_Aim of the task_. Transcribe the records that follow, preserving every word.

_Data for the task_.
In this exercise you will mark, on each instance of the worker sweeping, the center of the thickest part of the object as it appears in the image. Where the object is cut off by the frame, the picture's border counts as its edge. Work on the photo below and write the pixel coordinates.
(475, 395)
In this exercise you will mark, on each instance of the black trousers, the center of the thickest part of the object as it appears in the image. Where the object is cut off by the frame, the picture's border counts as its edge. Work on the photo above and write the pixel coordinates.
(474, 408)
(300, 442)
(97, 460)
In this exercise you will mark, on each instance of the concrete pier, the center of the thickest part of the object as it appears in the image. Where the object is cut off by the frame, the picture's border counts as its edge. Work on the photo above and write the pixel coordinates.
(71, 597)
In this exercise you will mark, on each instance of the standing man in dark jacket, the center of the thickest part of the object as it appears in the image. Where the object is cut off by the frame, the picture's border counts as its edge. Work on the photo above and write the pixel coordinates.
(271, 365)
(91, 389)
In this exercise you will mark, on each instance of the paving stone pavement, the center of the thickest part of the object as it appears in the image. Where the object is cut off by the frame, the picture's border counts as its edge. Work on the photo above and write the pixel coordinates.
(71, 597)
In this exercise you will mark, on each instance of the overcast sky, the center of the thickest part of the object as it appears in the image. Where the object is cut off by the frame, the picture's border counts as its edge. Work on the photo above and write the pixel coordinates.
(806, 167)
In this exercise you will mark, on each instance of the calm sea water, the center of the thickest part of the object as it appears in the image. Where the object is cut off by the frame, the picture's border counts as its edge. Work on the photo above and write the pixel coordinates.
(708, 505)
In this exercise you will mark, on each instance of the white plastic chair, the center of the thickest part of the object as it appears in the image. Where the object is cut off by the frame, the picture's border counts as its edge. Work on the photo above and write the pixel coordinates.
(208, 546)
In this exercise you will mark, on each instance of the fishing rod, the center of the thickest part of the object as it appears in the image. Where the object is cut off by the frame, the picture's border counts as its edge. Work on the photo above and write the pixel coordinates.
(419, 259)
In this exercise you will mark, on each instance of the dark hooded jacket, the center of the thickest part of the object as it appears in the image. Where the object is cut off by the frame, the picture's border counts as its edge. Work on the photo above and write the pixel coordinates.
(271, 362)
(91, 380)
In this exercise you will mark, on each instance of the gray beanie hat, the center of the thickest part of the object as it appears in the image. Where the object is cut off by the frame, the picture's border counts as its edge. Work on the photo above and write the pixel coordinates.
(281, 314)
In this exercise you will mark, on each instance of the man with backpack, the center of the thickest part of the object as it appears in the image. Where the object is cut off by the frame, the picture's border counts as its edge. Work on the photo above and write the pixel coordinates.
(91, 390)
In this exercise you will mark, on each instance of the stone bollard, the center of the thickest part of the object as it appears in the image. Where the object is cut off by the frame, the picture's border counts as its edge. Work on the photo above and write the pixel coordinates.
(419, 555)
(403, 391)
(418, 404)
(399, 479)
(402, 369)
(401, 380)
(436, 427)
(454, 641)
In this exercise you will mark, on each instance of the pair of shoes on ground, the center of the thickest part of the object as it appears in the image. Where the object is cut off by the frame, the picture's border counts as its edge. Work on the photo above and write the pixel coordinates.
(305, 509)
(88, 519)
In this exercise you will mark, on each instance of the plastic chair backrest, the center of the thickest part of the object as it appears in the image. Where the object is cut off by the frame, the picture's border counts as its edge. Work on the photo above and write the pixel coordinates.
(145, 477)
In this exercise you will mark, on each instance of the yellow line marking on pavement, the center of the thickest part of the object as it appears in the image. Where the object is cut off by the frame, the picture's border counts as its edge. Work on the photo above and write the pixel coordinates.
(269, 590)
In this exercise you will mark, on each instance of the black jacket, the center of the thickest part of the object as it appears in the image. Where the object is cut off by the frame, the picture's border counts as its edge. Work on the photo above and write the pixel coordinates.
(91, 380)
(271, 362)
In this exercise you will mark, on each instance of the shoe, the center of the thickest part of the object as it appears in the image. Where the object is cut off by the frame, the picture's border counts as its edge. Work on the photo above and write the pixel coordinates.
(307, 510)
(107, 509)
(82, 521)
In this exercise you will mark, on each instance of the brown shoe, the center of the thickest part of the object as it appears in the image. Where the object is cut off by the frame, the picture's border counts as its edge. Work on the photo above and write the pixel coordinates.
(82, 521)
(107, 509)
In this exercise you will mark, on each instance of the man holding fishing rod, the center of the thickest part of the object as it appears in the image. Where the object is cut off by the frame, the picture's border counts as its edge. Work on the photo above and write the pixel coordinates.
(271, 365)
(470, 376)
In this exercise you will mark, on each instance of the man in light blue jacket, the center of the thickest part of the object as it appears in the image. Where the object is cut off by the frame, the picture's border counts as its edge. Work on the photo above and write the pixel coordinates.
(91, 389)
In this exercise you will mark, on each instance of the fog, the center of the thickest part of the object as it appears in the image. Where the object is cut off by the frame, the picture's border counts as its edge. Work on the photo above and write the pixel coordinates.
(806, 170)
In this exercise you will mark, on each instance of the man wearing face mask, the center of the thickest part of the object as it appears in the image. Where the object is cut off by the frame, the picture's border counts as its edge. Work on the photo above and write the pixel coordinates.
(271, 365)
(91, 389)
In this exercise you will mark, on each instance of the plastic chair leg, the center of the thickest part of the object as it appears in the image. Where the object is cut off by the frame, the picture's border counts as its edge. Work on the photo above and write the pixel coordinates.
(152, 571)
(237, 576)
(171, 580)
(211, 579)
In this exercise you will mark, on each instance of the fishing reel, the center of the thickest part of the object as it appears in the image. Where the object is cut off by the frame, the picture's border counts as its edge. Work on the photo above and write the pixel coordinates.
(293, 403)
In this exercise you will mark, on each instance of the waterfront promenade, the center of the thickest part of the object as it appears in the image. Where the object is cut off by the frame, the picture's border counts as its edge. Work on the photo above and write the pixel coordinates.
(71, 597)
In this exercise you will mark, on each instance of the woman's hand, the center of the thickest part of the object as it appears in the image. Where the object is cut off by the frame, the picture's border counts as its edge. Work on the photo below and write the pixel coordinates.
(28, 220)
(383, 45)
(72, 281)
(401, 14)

_Result of the task_.
In this exercise you will mark, on each instance of the worker sweeping, the center of the thickest part of the object as it appears in the image. Where the object is cut off by the frame, the picture's border counts as its edge. Work on the photo below and write the pixel coordinates.
(475, 395)
In this exercise you will mark, on each instance of the black trousers, the center of the thickest part of the object as it appears in the image. Where the object is cut off by the frame, the picture's border counts as its edge. Work on the photo above and write the pixel coordinates.
(474, 408)
(300, 442)
(97, 460)
In this exercise you will mark, on each instance of the concrete pier, the center of the thickest part of the object as it appears in the image. Where the object is cut off by the frame, the picture's border counts as its edge. Work on the photo above and write the pixel coordinates.
(71, 597)
In this exercise you will mark, on each instance of the standing man in dark jacket, the center of the thickest part of the object as it appears in the image. Where the object is cut off by the frame, the picture's border counts as its edge. Work on the photo above and write the pixel coordinates.
(271, 365)
(91, 389)
In this exercise you will mark, on each instance of the paving stone pavement, the center of the thickest part of the object as it appears in the image. Where the object is cut off by the frame, the picture's border counts as its edge. Work on the photo above and write the pixel coordinates.
(71, 597)
In this exercise you will mark, on each instance of the overcast sky, the center of the thickest part of the object as it appears in the image. Where the object is cut off by the frame, the picture's border counts as its edge. Work on the photo above and write the pixel coordinates.
(806, 167)
In this exercise you will mark, on each instance of the calm sea water, the center of the thickest part of the object as it appears in the image. Where the object is cut off by the frame, the picture's border counts as its edge. Work on the photo above and write the pixel coordinates.
(708, 505)
In this exercise you will mark, on each instance of the white plastic chair, the center of the thickest part of the object as it appears in the image. Where the object is cut off by the frame, the picture's border counts as its edge. Work on the photo above and write the pixel coordinates.
(208, 546)
In this exercise you will mark, on each instance of the fishing rod, the center of the thickest part of the object as it appears in the image. Where the object is cut off by the frame, the picture's border counts as its edge. Work on the photo above and write the pixel coordinates.
(419, 259)
In this exercise you will mark, on each instance of the dark hooded jacket, the center of the thickest part of the object as it appears in the image. Where the object is cut off by the frame, the picture's border counts as its edge. Work on the photo above and write the pixel coordinates.
(271, 362)
(91, 380)
In this exercise you will mark, on each instance of the gray beanie hat, the center of the thickest part of the object as it appears in the image. Where the object is cut off by the frame, the picture's border counts as its edge. Work on the photo above and write the pixel coordinates.
(281, 314)
In this exercise you will mark, on each instance of the man with backpack, the center of the thickest part of the object as it appears in the image. Where the object is cut off by the frame, the picture's border counts as its edge. Work on the photo above and write the pixel coordinates.
(91, 390)
In this exercise you will mark, on each instance of the stone bollard, the center of the thickest part of the object as it appears in the image. Where the object is cut off by the frame, the picture's border counts as its edge. Work on the photo above and write the pixel coordinates.
(419, 555)
(403, 391)
(418, 404)
(399, 479)
(402, 369)
(401, 380)
(436, 427)
(454, 641)
In this exercise you will mark, on each instance of the pair of shoes on ground, the center of the thickest part of the object as it appears in the image. Where the object is cut off by the frame, the picture's border counts as its edge. Work on the photo above and write the pixel coordinates.
(305, 509)
(88, 519)
In this exercise you will mark, on each instance of the plastic chair backrest, the center of the thickest part of the object as it appears in the image. Where the object is cut off by the frame, the picture's border counts as its edge. Work on the photo above and write the pixel coordinates.
(145, 477)
In this exercise you will mark, on each instance of the yellow line marking on pavement, the center of the thickest part of the object as it appears in the image. Where the object is cut off by the frame, the picture's border counts as its edge. Work on the photo above and write the pixel coordinates.
(269, 590)
In this exercise you will mark, on each instance of the black jacket, the center of the thickest part of the object as it appears in the image. Where the object is cut off by the frame, the picture's border counts as its edge. Work on the photo above and write the pixel coordinates.
(91, 380)
(271, 362)
In this exercise you will mark, on each instance of the shoe, the center of the thickest part of the object as it appears in the image. Where the object is cut off by the frame, the picture's border counts as its edge. Work on the photo above and write the pixel coordinates.
(307, 510)
(107, 509)
(82, 521)
In this exercise you will mark, on each instance of the brown shoe, the center of the thickest part of the object as it appears in the image. Where the object is cut off by the frame, the picture's border counts as its edge. Work on the photo above and write the pixel coordinates.
(82, 521)
(107, 509)
In this exercise you will mark, on each instance of the man holding fishing rod, the center of the thickest part of the object as it appears in the image. Where the object is cut off by the frame, the picture's border counts as its edge. Work on the photo above and write the pixel coordinates.
(271, 365)
(470, 376)
In this exercise you will mark, on each instance of the man in light blue jacket, the center of the thickest part of the object as it appears in the image. Where the object is cut off by the frame, the picture's border counts as its edge. Work on the photo above and write the pixel coordinates.
(91, 389)
In this exercise you will mark, on each instance of the fog, the center of the thickest part of the object as it appears in the image. Where the object is cut off by the frame, the picture's border counts as its edge. Work on the photo above and write the pixel coordinates.
(806, 170)
In this exercise you will mark, on each instance of the man wearing face mask, the center of the thickest part of the object as it appears in the image. Where the object is cut off by the frame, the picture's border counts as its edge. Work on the photo above and write the pixel coordinates.
(271, 365)
(91, 389)
In this exercise you will mark, on each instance of the plastic chair leg, the center of the thickest part of the object as it appears in the image. Where the object is cut off by the frame, the picture's border counts as its edge. Work on the photo above and write the pixel coordinates.
(152, 571)
(237, 576)
(171, 580)
(211, 579)
In this exercise you will mark, on each instance of the fishing reel, the center of the thickest part of the object as it appears in the image. Where the object is cut off by the frame, the picture's border counts as its edge. Work on the photo above and write the pixel coordinates.
(293, 403)
In this exercise you will mark, on each instance of the waterfront promenade, the center of the thickest part of the object as it appears in the image. Where the object is cut off by the frame, the picture's border counts as its edge. Work on the photo above and write the pixel coordinates.
(71, 597)
In this exercise you will mark, on each instance of the woman's hand, the center of the thickest part of the object as it appears in the image. Where the object is cut off by the frame, the picture's border counts as its edge. Work on the photo below and write the pixel coordinates.
(28, 220)
(383, 45)
(72, 281)
(401, 14)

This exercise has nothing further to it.